**Available data:**
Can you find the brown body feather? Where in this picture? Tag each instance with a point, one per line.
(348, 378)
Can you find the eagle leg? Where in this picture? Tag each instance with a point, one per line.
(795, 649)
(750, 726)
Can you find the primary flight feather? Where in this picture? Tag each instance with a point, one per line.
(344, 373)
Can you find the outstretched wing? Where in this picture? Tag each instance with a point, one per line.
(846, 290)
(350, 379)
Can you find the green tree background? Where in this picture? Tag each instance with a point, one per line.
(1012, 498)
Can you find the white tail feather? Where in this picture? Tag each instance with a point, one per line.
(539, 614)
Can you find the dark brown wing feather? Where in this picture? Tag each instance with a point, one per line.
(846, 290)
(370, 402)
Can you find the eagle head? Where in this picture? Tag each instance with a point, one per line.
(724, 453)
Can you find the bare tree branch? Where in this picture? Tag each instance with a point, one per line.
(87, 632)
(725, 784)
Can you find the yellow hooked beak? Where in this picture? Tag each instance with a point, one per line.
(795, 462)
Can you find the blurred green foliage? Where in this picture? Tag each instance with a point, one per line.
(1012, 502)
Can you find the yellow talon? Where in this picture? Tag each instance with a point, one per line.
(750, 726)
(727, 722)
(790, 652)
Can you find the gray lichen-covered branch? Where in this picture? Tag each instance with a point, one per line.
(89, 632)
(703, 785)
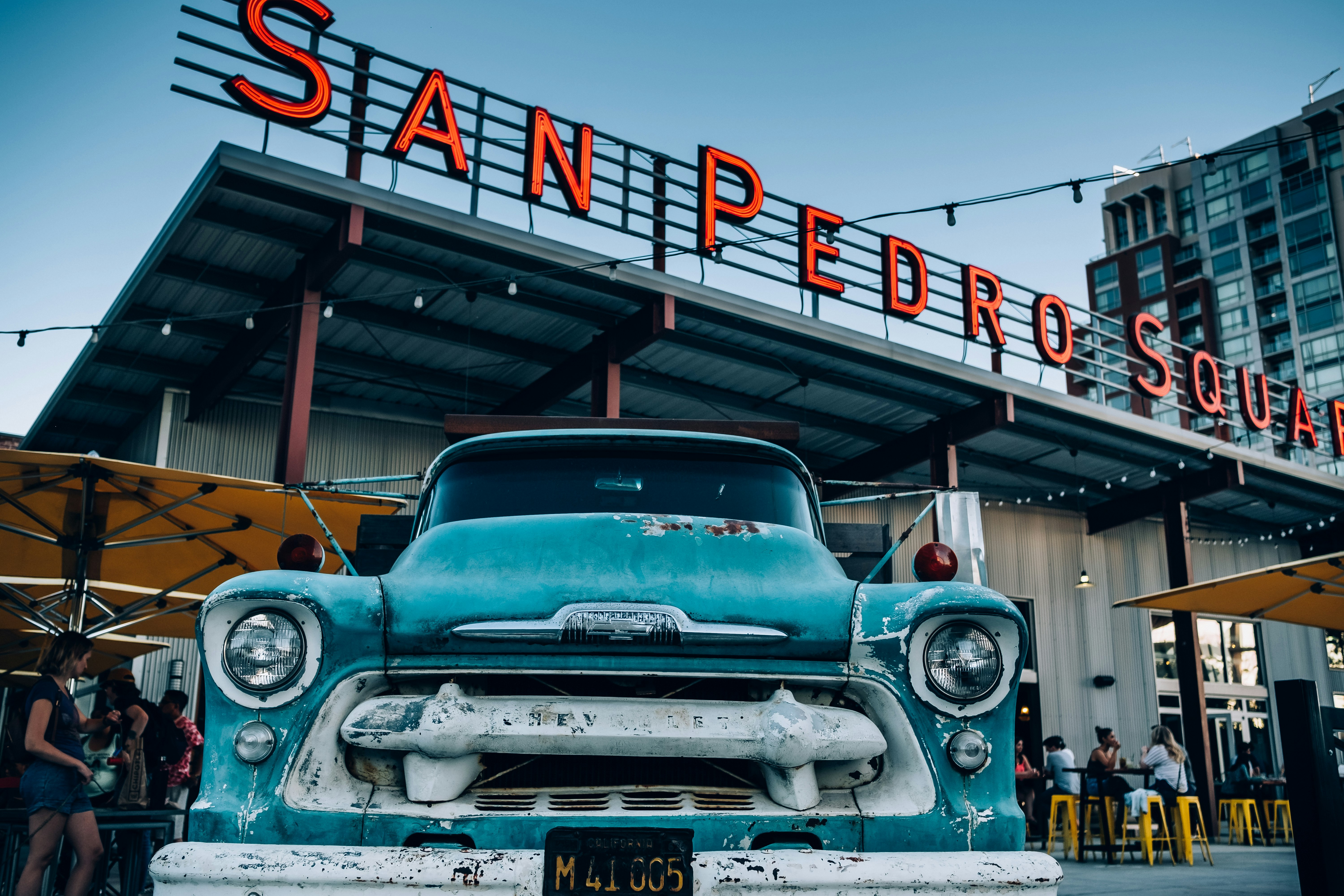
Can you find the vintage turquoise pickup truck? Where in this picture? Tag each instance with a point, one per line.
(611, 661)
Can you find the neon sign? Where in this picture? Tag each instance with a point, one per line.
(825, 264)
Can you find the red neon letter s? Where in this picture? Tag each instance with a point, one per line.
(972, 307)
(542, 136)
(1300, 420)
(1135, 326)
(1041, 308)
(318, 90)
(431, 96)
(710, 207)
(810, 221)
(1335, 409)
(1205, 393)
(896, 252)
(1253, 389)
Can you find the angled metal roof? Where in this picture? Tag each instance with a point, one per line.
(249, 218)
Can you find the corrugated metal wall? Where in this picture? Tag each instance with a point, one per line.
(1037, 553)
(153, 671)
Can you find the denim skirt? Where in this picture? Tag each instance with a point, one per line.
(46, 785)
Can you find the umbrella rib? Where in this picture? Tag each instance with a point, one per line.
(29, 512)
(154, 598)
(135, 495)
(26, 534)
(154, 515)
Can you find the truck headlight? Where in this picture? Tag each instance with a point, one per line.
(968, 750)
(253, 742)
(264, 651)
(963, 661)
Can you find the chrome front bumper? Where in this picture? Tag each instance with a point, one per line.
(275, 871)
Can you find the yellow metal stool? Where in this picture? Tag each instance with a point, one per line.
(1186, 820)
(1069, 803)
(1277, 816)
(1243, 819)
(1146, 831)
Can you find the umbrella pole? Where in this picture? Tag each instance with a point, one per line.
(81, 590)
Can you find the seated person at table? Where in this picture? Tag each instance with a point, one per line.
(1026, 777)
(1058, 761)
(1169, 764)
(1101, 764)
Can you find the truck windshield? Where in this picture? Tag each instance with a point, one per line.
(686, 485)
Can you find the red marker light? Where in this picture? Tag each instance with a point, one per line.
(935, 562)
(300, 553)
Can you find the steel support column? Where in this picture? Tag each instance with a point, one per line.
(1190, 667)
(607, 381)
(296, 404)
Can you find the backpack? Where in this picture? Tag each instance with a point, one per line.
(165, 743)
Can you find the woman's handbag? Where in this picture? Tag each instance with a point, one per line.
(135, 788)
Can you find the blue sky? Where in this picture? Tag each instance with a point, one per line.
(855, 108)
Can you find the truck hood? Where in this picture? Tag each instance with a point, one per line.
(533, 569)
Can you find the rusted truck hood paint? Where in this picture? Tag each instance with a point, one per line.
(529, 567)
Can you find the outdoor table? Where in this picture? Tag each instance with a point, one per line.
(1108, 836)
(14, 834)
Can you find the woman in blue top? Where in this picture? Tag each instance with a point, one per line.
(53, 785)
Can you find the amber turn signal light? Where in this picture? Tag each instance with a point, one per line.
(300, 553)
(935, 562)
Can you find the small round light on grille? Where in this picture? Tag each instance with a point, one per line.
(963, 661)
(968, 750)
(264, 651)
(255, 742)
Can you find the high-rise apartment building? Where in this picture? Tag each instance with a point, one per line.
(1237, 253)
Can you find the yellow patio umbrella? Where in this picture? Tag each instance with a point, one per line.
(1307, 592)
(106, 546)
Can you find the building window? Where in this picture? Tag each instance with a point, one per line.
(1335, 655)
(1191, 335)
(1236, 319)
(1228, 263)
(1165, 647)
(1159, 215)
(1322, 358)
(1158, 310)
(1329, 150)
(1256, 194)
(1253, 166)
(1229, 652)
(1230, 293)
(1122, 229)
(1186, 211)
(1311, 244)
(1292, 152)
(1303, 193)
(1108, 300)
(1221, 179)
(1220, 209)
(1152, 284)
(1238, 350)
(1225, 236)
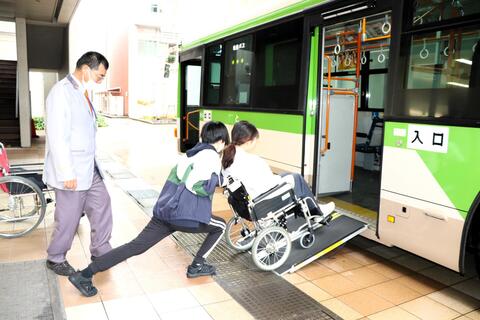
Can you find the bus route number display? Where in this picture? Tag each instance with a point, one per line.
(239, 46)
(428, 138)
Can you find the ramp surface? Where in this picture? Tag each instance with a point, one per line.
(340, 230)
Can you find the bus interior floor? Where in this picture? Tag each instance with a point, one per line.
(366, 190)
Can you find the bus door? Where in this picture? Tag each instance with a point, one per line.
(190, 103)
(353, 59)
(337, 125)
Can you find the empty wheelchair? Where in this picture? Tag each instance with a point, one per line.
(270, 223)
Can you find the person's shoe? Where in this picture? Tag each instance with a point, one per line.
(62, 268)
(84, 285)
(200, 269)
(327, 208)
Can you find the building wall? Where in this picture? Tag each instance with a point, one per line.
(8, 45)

**The request:** Transcribe all the records above word for word, without their images.

**Solution for this task:**
Can you find the brown body feather? Where in this picture? Tag each instance with a point, one per line.
(348, 378)
Can you find the eagle leg? Where in this picture? Tag each instance with a point, one per line.
(795, 649)
(750, 726)
Can you find the primary flight feather? Where in this picture? Tag each instance with a point, one per line.
(344, 373)
Can you find the outstretched wing? Where in this picture? Tag each instance with a point, one per line.
(846, 290)
(350, 379)
Can you find the green tree background? Where in this picture? Tag each instance with a point, one per line.
(1012, 498)
Can you find the white tail feather? Where in this picture? Tag each instance with a point, one per line.
(539, 614)
Can you find the dark brown wing feather? Where in this picture? Tag each instance with a point, one per line.
(846, 290)
(370, 402)
Can you find the eagle head? Where in this picture? Tag each instance with a point, one per line.
(724, 453)
Can you find the bare tree branch? Where in this picture? Tag each instance with a point, one per line.
(87, 632)
(725, 784)
Can you find the yellow hooked beak? Where in this picture? Tag each instance with a point, one per line.
(795, 462)
Can you find the blurred green foliage? Where in this picture? Tag each instance with a point, one per line.
(1012, 502)
Can you find the yellow talon? Where in this picture? Tag each instance with a point, one per line.
(750, 726)
(727, 722)
(790, 652)
Can you find the gray lichen-covered branch? Where in this picture? Tag each instance with a point, one per line.
(89, 632)
(703, 785)
Can you find the vintage turquoise pickup truck? Where in this picture? Tag each instance with a point, one per line.
(611, 661)
Can you find the neon sign? Where in this picture? Tag each instance with a point, one per line.
(825, 264)
Can you find the red neon letter s? Where in this picture? Tag each instance with a point, one per line.
(972, 307)
(542, 136)
(1300, 420)
(1135, 326)
(1041, 308)
(318, 90)
(431, 96)
(710, 207)
(810, 221)
(1335, 409)
(1205, 393)
(896, 252)
(1253, 389)
Can you find the angled metal roof? Where in this picture? Tag each instance with a point, one per line.
(249, 218)
Can you find the corrugated metal wall? Where in this picture? Tag each instance with a point, one per line.
(1037, 553)
(153, 671)
Can you find the denim skirt? Where in this picture? Tag each instance with a point, one per line.
(46, 785)
Can you find the umbrella rib? Where in this picture? Tag each instance with a point, one per line.
(29, 512)
(154, 598)
(135, 495)
(26, 534)
(154, 515)
Can you find the truck headlight? Where in this picture? Tag each instance with a point, one per line.
(968, 750)
(253, 742)
(264, 651)
(963, 661)
Can you find the chrome front bumper? Where in this picture? Tag each instance with a point, one per line.
(275, 871)
Can you find the yellow metal stool? Where in this picture? Tag each instance with a point, one per line.
(1186, 820)
(1069, 803)
(1277, 816)
(1243, 819)
(1146, 831)
Can you find the umbrella pole? Where in this picture? Tag each instance with a point, one per line.
(81, 590)
Can you find the seated person at table? Where in this picture? Tag each instance with a point, one per line.
(1026, 777)
(1058, 761)
(1169, 764)
(1101, 764)
Can you find the truck windshield? Where in this picture? Tag each instance with a point, one per line.
(686, 485)
Can you find the red marker light? Where in this picture? Tag each instance with a point, one per line.
(935, 562)
(300, 553)
Can you find the steel support column? Where in this picture? Tag each instance with a point, one per line.
(1190, 667)
(607, 381)
(296, 404)
Can you find the backpack? Where in this picture? Tag each instance with a point, one per line.
(165, 743)
Can you find the woman's handbag? Where in this picture? Tag each instance with a point, one per line.
(135, 788)
Can you find the blue sky? Where in this picture? Tag each instance with a point, one per line.
(855, 108)
Can you find the truck hood? Where in this picture? Tag each instance with a point, one per line.
(533, 569)
Can you find the rusted truck hood paint? Where in this picture? Tag each instance with a point, one per line.
(529, 567)
Can you find the outdoor table? Where in this picture? Tag each instance with a point, one per line.
(1108, 836)
(14, 834)
Can you find the woman in blue top? Where in this picture? Tag each instance with a point, one per line.
(53, 785)
Can you find the amber turn signal light? Where in this picture? Tag each instance with a point, one per line.
(300, 553)
(935, 562)
Can you find the small round light on grille? Where in this picture? Tag each instance with a point, one per line.
(963, 661)
(968, 750)
(264, 651)
(255, 742)
Can you find the high-rise apartment building? Where in this picture? Tag each instance with a point, one per line.
(1237, 253)
Can you find the yellow patio umbrella? Where in this picture? Tag each instance with a point, one per line.
(1307, 592)
(106, 546)
Can you find the building window? Where in this picture? Tag each instance with a point, one per line.
(1335, 655)
(1191, 335)
(1236, 319)
(1228, 263)
(1165, 647)
(1159, 215)
(1322, 358)
(1158, 310)
(1329, 150)
(1256, 194)
(1253, 166)
(1229, 652)
(1230, 293)
(1122, 229)
(1186, 211)
(1311, 244)
(1292, 152)
(1303, 193)
(1108, 300)
(1221, 179)
(1220, 209)
(1152, 284)
(1238, 350)
(1225, 236)
Can you find the bus route number display? Where in this picture? Tag each instance with a point, one per line.
(239, 46)
(428, 138)
Can you find the ramp surface? Where in this picture? Tag each instance with a point, one per line.
(340, 230)
Can you find the bus interior floor? Where in this picture? Tag each instance with a point, one per line.
(366, 190)
Can you find the bus door? Where in this picture? Tag each instance with a point, one per line.
(190, 103)
(353, 59)
(337, 125)
Can you find the empty wheelchair? Where in this picture? Tag each instance with a point, one per line.
(270, 223)
Can you find the person's shoe? Where in this picture? Tag each instance with a point, one per line.
(62, 268)
(84, 285)
(200, 269)
(327, 208)
Can you find the building wall? Where in this picture? Tag each instance with a point, one per line.
(8, 45)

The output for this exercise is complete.